Data records
++++++

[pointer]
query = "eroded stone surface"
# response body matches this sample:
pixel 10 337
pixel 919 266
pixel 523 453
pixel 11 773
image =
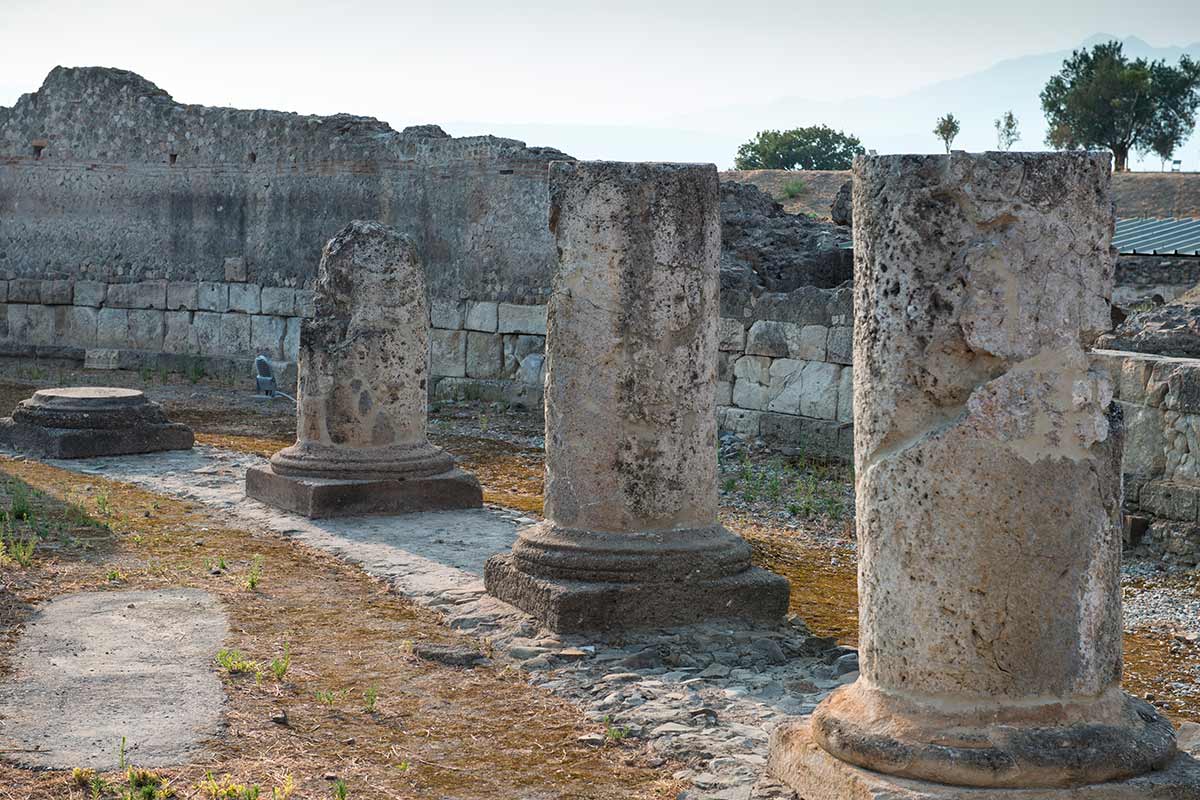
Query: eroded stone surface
pixel 988 480
pixel 87 421
pixel 631 534
pixel 76 691
pixel 363 389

++++++

Requirements: Give every line of the records above as a JSON list of strings, one string per line, with blank lines skipped and the pictures left out.

Expected answer:
[
  "[pointer]",
  "query = \"eroded stone surface\"",
  "# response body matches this sample:",
  "pixel 10 337",
  "pixel 919 266",
  "pixel 523 453",
  "pixel 11 773",
  "image =",
  "Query: eroded stone surface",
  "pixel 988 480",
  "pixel 87 421",
  "pixel 631 534",
  "pixel 76 691",
  "pixel 363 389"
]